* Start *

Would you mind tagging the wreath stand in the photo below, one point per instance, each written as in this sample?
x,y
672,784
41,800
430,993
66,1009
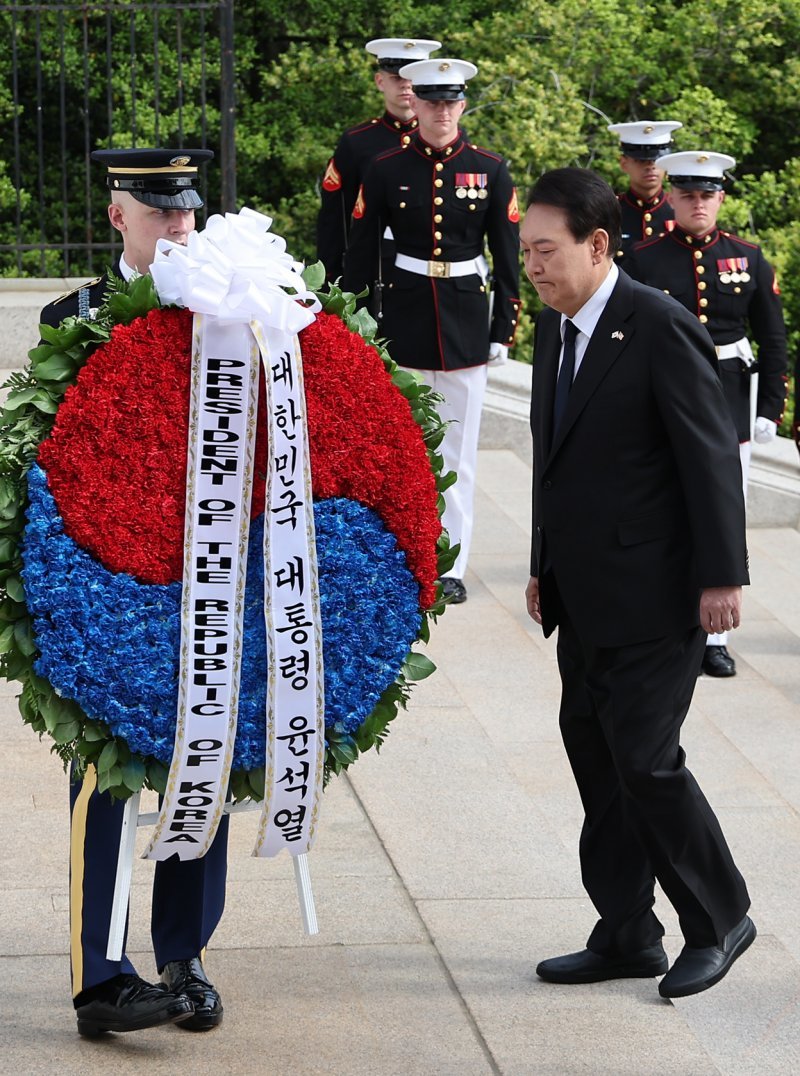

* End *

| Task statement |
Please convert the listing above into a Markdown table with two columns, No. and Text, giving each line its own numbered row. Skip blank lines and leave out the pictures.

| Task result |
| No. | Text |
|---|---|
| 1 | Would you mind tagging the wreath stand in the photo below, one point per instance, each written as in this sample? |
| 2 | x,y |
| 3 | 672,784 |
| 4 | 41,800 |
| 5 | 430,993 |
| 6 | 66,1009 |